### PROBLEM REQUIREMENTS
Beginning with the line that holds "As a warehouse robot's perception module, locate child's arm", set down each line of the data below through the very last, exactly as given, and nothing beyond that.

### THE DATA
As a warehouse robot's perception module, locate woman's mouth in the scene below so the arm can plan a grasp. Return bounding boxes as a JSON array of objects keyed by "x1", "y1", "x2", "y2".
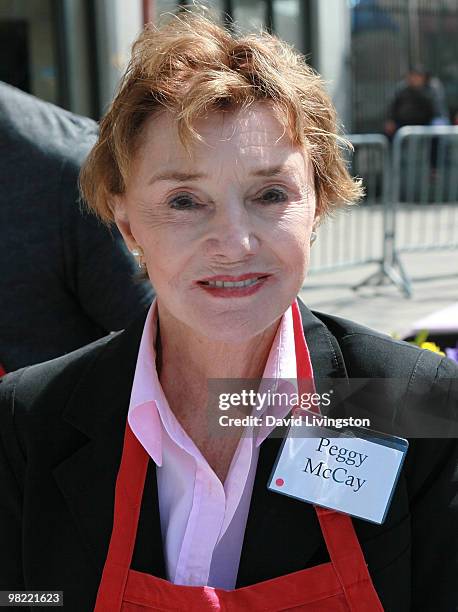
[{"x1": 197, "y1": 273, "x2": 270, "y2": 297}]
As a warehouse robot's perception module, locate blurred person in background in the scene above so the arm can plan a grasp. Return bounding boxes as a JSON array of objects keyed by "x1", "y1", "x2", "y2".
[
  {"x1": 0, "y1": 82, "x2": 153, "y2": 372},
  {"x1": 385, "y1": 67, "x2": 439, "y2": 137}
]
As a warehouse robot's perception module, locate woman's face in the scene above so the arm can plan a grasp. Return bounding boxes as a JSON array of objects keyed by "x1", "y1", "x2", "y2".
[{"x1": 114, "y1": 103, "x2": 315, "y2": 342}]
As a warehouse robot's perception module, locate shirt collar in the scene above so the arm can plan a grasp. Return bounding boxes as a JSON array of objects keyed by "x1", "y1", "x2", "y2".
[{"x1": 127, "y1": 299, "x2": 297, "y2": 466}]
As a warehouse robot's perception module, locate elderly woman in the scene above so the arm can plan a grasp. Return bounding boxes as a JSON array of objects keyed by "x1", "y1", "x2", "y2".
[{"x1": 0, "y1": 10, "x2": 457, "y2": 612}]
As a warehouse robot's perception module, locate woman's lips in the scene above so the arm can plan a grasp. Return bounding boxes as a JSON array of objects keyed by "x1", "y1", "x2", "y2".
[{"x1": 197, "y1": 272, "x2": 270, "y2": 297}]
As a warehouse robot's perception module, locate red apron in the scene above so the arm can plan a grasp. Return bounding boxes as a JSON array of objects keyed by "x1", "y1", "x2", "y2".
[{"x1": 95, "y1": 303, "x2": 383, "y2": 612}]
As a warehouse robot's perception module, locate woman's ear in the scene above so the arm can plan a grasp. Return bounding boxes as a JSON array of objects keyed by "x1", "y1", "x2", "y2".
[{"x1": 110, "y1": 195, "x2": 137, "y2": 251}]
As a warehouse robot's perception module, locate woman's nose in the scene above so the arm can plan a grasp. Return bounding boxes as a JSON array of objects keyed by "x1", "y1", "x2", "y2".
[{"x1": 206, "y1": 200, "x2": 259, "y2": 261}]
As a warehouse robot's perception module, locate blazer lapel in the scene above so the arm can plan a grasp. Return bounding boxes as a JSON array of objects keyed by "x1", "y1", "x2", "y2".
[
  {"x1": 53, "y1": 316, "x2": 164, "y2": 576},
  {"x1": 236, "y1": 300, "x2": 347, "y2": 588}
]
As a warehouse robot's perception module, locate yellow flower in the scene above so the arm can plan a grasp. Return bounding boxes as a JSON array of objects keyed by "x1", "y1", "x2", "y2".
[{"x1": 420, "y1": 342, "x2": 445, "y2": 356}]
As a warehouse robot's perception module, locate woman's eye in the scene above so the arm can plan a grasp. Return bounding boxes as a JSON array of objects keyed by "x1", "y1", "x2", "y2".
[
  {"x1": 168, "y1": 193, "x2": 198, "y2": 210},
  {"x1": 256, "y1": 189, "x2": 288, "y2": 204}
]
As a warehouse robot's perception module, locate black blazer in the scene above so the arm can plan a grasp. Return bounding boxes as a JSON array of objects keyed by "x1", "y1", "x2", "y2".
[{"x1": 0, "y1": 304, "x2": 458, "y2": 612}]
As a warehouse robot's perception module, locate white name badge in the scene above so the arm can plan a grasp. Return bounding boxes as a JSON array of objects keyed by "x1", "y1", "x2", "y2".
[{"x1": 268, "y1": 425, "x2": 409, "y2": 524}]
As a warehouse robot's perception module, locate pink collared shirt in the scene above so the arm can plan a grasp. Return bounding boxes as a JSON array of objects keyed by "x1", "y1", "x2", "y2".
[{"x1": 128, "y1": 302, "x2": 296, "y2": 589}]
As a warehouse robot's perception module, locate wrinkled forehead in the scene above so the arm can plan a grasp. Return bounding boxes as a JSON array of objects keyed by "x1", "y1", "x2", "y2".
[{"x1": 132, "y1": 103, "x2": 310, "y2": 175}]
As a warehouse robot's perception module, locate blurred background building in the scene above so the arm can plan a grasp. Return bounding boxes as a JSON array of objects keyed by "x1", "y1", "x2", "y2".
[{"x1": 0, "y1": 0, "x2": 458, "y2": 133}]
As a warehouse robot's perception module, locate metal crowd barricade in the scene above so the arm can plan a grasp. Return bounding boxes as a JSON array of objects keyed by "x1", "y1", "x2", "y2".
[
  {"x1": 310, "y1": 126, "x2": 458, "y2": 297},
  {"x1": 388, "y1": 126, "x2": 458, "y2": 295},
  {"x1": 310, "y1": 134, "x2": 389, "y2": 274}
]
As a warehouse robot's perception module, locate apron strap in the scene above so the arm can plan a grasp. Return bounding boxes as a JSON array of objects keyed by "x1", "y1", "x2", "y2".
[
  {"x1": 314, "y1": 506, "x2": 383, "y2": 612},
  {"x1": 94, "y1": 420, "x2": 149, "y2": 612}
]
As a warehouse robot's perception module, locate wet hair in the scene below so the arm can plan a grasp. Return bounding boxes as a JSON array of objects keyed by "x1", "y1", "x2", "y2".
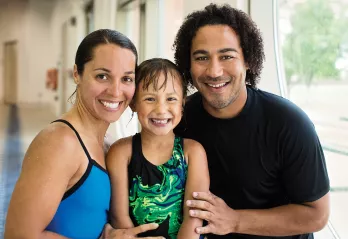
[
  {"x1": 173, "y1": 4, "x2": 265, "y2": 87},
  {"x1": 68, "y1": 29, "x2": 138, "y2": 103},
  {"x1": 133, "y1": 58, "x2": 187, "y2": 99},
  {"x1": 75, "y1": 29, "x2": 138, "y2": 75}
]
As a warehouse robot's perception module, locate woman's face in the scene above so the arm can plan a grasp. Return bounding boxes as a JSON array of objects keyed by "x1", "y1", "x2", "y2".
[{"x1": 74, "y1": 44, "x2": 136, "y2": 123}]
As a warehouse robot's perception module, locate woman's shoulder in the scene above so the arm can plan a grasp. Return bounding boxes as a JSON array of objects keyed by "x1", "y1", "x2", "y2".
[
  {"x1": 29, "y1": 123, "x2": 81, "y2": 161},
  {"x1": 106, "y1": 136, "x2": 133, "y2": 164}
]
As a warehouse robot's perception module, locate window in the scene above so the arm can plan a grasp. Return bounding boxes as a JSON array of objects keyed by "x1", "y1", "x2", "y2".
[{"x1": 278, "y1": 0, "x2": 348, "y2": 238}]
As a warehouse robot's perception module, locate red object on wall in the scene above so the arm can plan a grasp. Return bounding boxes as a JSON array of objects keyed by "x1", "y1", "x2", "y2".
[{"x1": 46, "y1": 68, "x2": 58, "y2": 91}]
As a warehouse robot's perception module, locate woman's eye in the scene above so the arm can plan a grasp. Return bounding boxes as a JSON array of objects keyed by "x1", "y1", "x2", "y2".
[
  {"x1": 97, "y1": 74, "x2": 107, "y2": 80},
  {"x1": 123, "y1": 77, "x2": 134, "y2": 82},
  {"x1": 221, "y1": 56, "x2": 234, "y2": 60},
  {"x1": 167, "y1": 97, "x2": 176, "y2": 101}
]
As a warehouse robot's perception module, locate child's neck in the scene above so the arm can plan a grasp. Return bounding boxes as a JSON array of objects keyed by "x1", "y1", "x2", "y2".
[{"x1": 140, "y1": 131, "x2": 175, "y2": 165}]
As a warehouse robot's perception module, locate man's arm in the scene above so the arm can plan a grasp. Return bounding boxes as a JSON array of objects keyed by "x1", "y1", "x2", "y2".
[
  {"x1": 187, "y1": 192, "x2": 329, "y2": 236},
  {"x1": 178, "y1": 139, "x2": 210, "y2": 239}
]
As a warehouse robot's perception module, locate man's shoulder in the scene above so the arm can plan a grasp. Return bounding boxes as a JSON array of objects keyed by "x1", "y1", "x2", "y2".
[
  {"x1": 185, "y1": 91, "x2": 202, "y2": 108},
  {"x1": 252, "y1": 89, "x2": 312, "y2": 127}
]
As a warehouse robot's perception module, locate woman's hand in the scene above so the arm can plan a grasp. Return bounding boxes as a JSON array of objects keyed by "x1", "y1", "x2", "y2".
[{"x1": 100, "y1": 223, "x2": 165, "y2": 239}]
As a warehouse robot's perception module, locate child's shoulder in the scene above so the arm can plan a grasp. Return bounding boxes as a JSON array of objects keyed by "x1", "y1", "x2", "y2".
[
  {"x1": 183, "y1": 138, "x2": 203, "y2": 148},
  {"x1": 109, "y1": 136, "x2": 132, "y2": 153},
  {"x1": 183, "y1": 138, "x2": 205, "y2": 156}
]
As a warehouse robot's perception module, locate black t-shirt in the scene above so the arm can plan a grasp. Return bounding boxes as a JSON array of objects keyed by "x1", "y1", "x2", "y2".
[{"x1": 175, "y1": 87, "x2": 330, "y2": 239}]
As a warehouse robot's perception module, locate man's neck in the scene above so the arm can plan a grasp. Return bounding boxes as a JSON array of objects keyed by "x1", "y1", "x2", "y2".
[{"x1": 202, "y1": 86, "x2": 248, "y2": 119}]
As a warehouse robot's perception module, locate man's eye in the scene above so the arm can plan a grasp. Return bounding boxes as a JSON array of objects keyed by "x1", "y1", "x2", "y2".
[
  {"x1": 145, "y1": 97, "x2": 155, "y2": 102},
  {"x1": 196, "y1": 56, "x2": 208, "y2": 61},
  {"x1": 97, "y1": 74, "x2": 107, "y2": 80},
  {"x1": 167, "y1": 97, "x2": 176, "y2": 101},
  {"x1": 221, "y1": 56, "x2": 234, "y2": 60}
]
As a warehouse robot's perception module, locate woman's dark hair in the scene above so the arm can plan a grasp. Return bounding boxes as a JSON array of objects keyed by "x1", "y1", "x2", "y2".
[
  {"x1": 133, "y1": 58, "x2": 187, "y2": 99},
  {"x1": 75, "y1": 29, "x2": 138, "y2": 75},
  {"x1": 173, "y1": 4, "x2": 265, "y2": 87}
]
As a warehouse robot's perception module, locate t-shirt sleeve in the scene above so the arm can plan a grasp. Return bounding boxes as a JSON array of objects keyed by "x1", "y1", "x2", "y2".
[{"x1": 281, "y1": 117, "x2": 330, "y2": 203}]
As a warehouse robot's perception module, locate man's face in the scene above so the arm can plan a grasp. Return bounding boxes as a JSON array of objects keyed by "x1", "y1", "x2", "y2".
[{"x1": 190, "y1": 25, "x2": 247, "y2": 112}]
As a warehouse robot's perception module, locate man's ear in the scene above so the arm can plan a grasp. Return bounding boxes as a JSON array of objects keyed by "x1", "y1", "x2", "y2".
[{"x1": 73, "y1": 64, "x2": 81, "y2": 85}]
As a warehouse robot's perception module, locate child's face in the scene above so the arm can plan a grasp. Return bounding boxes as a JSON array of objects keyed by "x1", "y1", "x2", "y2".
[{"x1": 134, "y1": 73, "x2": 183, "y2": 136}]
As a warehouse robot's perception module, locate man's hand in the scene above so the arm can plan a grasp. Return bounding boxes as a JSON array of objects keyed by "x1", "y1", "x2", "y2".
[
  {"x1": 186, "y1": 192, "x2": 239, "y2": 235},
  {"x1": 100, "y1": 223, "x2": 165, "y2": 239}
]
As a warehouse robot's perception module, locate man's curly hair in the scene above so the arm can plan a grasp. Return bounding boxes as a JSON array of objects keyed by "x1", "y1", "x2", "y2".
[{"x1": 173, "y1": 3, "x2": 265, "y2": 87}]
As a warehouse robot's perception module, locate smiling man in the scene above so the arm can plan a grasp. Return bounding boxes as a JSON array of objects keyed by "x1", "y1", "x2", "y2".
[{"x1": 174, "y1": 4, "x2": 330, "y2": 239}]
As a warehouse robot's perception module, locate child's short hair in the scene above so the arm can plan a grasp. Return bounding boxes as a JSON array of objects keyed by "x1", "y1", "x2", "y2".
[{"x1": 134, "y1": 58, "x2": 187, "y2": 99}]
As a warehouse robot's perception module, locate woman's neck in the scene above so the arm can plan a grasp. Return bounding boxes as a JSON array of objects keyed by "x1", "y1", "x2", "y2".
[{"x1": 62, "y1": 104, "x2": 110, "y2": 146}]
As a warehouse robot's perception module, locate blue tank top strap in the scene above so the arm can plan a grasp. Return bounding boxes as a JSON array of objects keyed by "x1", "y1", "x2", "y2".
[{"x1": 52, "y1": 119, "x2": 92, "y2": 161}]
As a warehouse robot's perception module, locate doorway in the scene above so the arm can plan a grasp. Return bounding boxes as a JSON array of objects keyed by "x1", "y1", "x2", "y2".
[{"x1": 3, "y1": 41, "x2": 18, "y2": 104}]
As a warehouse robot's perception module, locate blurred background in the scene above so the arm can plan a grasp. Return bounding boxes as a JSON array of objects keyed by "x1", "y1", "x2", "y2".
[{"x1": 0, "y1": 0, "x2": 348, "y2": 239}]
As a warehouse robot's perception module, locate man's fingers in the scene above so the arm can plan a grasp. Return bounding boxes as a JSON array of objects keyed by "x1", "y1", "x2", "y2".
[
  {"x1": 189, "y1": 210, "x2": 213, "y2": 222},
  {"x1": 186, "y1": 200, "x2": 213, "y2": 211},
  {"x1": 130, "y1": 223, "x2": 161, "y2": 238},
  {"x1": 137, "y1": 237, "x2": 165, "y2": 239},
  {"x1": 196, "y1": 224, "x2": 214, "y2": 234},
  {"x1": 192, "y1": 192, "x2": 217, "y2": 205}
]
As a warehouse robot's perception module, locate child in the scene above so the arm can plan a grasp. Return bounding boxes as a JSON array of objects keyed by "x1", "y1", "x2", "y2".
[{"x1": 107, "y1": 58, "x2": 209, "y2": 239}]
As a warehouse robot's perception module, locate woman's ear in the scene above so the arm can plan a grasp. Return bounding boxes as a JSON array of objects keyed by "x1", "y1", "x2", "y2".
[
  {"x1": 73, "y1": 64, "x2": 80, "y2": 85},
  {"x1": 129, "y1": 97, "x2": 137, "y2": 113}
]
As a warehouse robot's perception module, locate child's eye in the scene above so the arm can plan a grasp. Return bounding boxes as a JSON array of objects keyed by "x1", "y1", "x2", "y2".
[
  {"x1": 97, "y1": 74, "x2": 107, "y2": 80},
  {"x1": 123, "y1": 77, "x2": 134, "y2": 83},
  {"x1": 145, "y1": 97, "x2": 155, "y2": 102},
  {"x1": 167, "y1": 97, "x2": 177, "y2": 101},
  {"x1": 195, "y1": 56, "x2": 208, "y2": 61},
  {"x1": 221, "y1": 56, "x2": 234, "y2": 60}
]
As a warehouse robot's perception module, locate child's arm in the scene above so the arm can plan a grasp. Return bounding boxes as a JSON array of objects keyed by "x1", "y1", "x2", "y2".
[
  {"x1": 178, "y1": 139, "x2": 210, "y2": 239},
  {"x1": 106, "y1": 137, "x2": 134, "y2": 229}
]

### WRITTEN SOLUTION
As a warehouse robot's perception module, locate child's arm in the scene above so the arm can plan a grasp. Return bounding boxes as a JSON array of objects keyed by "x1", "y1", "x2", "y2".
[
  {"x1": 178, "y1": 139, "x2": 210, "y2": 239},
  {"x1": 106, "y1": 137, "x2": 134, "y2": 229}
]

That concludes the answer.